- OBJECTIVE
Report every line of the listing below that contains the word "face", copying each one in full. Case matters, so uppercase and lowercase letters count as different.

- EXTRACTED RECORDS
::::::::::

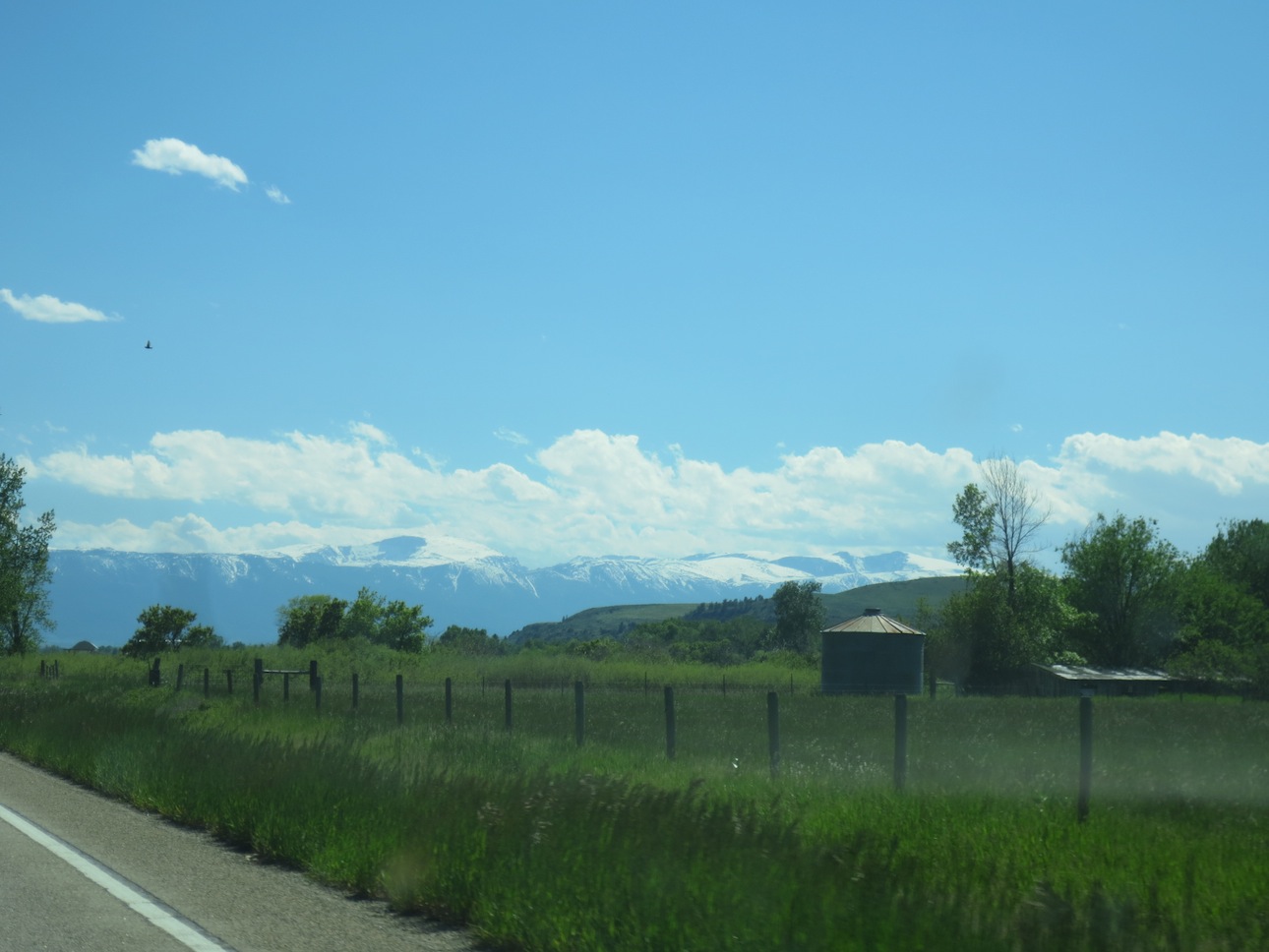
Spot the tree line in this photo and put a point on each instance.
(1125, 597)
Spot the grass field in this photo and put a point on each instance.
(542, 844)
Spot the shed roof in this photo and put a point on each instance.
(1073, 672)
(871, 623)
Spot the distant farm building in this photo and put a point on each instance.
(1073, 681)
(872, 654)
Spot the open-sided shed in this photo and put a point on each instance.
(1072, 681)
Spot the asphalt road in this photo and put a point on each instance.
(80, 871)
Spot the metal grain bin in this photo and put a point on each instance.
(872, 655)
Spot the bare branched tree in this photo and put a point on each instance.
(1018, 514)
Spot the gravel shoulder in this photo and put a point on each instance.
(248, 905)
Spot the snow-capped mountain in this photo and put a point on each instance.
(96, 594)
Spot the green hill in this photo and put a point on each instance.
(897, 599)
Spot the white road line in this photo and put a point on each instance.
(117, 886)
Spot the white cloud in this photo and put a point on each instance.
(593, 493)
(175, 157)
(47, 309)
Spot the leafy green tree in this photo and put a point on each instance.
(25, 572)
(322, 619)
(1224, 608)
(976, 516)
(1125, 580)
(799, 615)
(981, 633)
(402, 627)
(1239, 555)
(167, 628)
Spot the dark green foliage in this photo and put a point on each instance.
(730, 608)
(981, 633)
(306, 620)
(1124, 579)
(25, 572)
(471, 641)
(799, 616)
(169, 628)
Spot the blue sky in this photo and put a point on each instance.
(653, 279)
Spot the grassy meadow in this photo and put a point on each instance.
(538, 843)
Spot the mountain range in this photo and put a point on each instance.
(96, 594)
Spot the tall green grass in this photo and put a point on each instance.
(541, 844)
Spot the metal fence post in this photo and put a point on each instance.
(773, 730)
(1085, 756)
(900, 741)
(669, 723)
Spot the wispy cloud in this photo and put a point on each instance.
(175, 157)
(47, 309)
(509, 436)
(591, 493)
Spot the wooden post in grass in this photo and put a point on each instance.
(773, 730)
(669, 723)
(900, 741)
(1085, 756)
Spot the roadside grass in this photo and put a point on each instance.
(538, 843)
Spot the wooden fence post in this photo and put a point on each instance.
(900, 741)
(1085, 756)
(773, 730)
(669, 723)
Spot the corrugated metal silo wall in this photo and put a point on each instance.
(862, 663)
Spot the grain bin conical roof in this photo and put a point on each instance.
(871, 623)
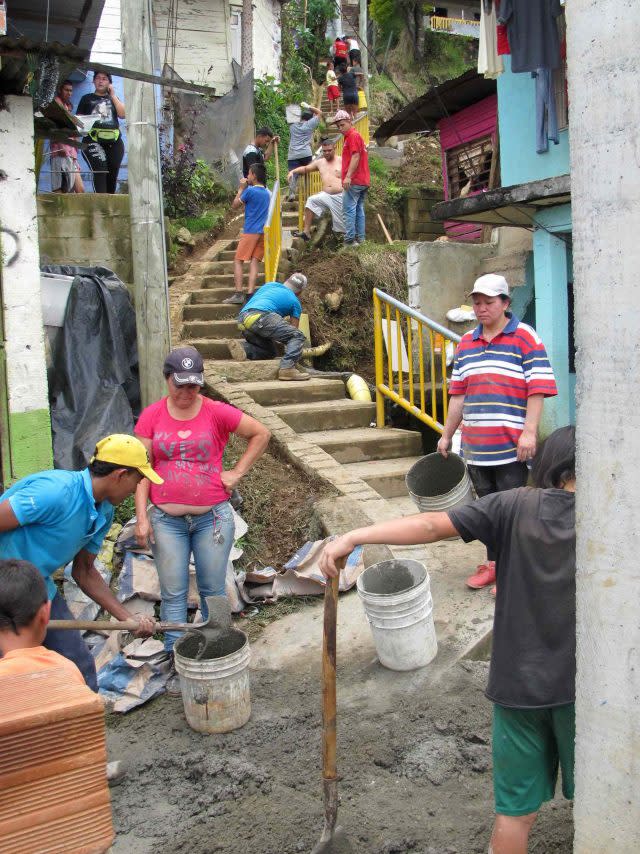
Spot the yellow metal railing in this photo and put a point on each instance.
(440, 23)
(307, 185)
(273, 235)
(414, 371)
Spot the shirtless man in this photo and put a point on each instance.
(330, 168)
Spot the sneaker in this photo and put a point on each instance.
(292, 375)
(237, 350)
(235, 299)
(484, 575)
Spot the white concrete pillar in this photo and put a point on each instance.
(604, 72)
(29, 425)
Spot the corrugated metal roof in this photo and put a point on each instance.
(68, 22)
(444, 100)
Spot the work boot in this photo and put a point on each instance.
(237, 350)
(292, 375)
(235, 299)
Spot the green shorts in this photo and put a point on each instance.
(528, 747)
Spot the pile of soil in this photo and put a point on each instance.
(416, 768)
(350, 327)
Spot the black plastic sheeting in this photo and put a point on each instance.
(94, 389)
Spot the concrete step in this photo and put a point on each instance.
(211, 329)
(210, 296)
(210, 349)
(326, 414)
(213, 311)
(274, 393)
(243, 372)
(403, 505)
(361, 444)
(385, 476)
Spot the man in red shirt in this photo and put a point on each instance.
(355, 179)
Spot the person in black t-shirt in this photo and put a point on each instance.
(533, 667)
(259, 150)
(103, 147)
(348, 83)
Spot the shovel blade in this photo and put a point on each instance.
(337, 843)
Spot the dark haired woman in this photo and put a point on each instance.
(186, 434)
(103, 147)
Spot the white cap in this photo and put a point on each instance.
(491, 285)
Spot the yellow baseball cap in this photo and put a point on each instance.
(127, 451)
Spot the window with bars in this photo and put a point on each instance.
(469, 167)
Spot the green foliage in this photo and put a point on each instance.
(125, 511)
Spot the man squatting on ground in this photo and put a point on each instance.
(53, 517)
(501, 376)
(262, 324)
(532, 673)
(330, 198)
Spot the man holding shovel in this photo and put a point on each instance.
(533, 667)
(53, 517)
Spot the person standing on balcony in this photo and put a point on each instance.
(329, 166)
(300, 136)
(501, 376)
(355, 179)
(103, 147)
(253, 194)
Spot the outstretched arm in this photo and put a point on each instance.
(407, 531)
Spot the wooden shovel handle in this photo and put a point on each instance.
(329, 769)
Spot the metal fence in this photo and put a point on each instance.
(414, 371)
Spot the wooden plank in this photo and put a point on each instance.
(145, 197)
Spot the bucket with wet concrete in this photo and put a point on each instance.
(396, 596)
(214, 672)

::::::::::

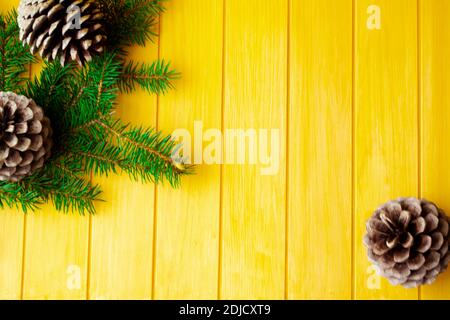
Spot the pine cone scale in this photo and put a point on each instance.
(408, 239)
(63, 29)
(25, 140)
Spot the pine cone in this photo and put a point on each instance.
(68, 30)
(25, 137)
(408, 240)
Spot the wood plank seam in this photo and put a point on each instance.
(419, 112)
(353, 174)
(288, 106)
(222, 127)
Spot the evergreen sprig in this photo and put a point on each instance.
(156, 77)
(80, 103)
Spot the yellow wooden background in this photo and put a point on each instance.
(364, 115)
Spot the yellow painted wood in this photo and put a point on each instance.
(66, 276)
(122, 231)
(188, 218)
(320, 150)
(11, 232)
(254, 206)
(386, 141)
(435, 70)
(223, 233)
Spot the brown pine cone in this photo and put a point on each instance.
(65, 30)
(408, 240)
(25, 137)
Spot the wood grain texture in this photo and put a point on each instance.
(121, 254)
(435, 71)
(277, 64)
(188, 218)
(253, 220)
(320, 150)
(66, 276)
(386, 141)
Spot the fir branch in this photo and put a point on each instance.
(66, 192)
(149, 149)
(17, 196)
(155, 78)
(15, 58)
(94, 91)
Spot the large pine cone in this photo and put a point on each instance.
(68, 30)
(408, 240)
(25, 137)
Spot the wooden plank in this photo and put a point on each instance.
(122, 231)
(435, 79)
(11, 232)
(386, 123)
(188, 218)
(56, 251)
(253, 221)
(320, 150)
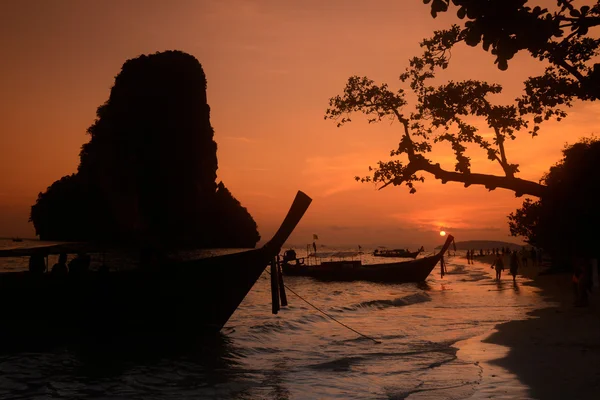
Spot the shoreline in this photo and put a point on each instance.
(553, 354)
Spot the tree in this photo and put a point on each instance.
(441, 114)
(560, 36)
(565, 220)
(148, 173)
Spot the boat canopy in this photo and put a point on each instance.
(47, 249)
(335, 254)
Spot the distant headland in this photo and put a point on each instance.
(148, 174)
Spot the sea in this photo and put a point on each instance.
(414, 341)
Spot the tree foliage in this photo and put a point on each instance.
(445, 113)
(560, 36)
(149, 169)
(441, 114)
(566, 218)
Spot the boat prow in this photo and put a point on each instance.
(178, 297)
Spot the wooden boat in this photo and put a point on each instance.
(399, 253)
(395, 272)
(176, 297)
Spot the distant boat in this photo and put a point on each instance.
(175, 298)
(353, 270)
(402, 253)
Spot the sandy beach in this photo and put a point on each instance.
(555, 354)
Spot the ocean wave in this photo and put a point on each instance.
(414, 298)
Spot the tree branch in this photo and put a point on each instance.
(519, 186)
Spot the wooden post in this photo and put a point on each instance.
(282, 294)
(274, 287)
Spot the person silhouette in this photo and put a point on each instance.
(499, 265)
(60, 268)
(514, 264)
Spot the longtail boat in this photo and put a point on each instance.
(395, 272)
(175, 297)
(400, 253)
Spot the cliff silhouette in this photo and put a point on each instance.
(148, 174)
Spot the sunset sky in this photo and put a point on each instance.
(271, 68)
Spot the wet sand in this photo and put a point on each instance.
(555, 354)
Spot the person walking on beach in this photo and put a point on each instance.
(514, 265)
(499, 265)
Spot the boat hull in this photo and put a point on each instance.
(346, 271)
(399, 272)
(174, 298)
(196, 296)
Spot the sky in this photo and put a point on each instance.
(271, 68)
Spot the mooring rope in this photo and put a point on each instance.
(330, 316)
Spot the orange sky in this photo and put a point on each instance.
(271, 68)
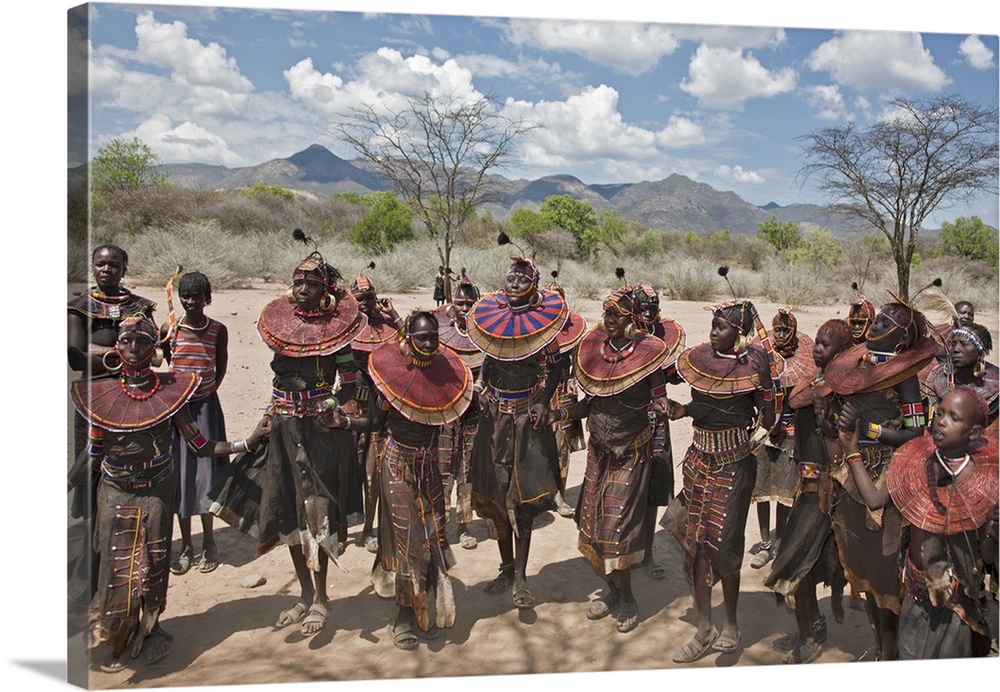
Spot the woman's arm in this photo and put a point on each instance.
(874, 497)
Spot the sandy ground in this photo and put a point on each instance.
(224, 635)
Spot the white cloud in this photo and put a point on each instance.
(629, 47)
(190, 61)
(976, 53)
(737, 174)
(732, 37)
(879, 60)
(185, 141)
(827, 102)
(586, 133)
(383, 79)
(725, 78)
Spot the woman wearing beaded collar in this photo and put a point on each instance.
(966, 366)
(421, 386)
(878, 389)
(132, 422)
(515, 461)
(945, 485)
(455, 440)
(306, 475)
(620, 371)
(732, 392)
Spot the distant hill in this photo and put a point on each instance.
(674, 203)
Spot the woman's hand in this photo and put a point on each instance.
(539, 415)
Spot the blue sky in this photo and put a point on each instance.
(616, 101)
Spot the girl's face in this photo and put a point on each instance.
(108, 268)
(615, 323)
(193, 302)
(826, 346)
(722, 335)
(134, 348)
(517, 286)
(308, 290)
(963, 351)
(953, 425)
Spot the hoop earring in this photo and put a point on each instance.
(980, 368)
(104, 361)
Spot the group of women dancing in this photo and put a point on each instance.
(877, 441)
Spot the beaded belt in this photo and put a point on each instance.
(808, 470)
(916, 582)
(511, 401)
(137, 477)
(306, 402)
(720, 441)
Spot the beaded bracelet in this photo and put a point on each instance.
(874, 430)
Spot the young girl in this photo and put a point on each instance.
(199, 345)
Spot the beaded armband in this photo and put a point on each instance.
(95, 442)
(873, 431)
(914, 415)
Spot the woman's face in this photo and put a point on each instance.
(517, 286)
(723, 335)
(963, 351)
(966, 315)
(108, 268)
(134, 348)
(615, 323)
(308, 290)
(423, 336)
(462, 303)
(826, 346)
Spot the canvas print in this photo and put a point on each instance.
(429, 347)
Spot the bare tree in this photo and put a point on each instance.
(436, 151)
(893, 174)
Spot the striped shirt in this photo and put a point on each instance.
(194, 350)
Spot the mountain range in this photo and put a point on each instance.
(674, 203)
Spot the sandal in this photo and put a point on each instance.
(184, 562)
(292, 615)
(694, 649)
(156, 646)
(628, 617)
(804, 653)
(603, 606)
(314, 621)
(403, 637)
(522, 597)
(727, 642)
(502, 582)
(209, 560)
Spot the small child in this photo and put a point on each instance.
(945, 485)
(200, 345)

::::::::::

- THE COMPLETED TASK
Spot the girl's face in this photo and put a point on each instance.
Spot the woman's face in this photo and put a point on each instance.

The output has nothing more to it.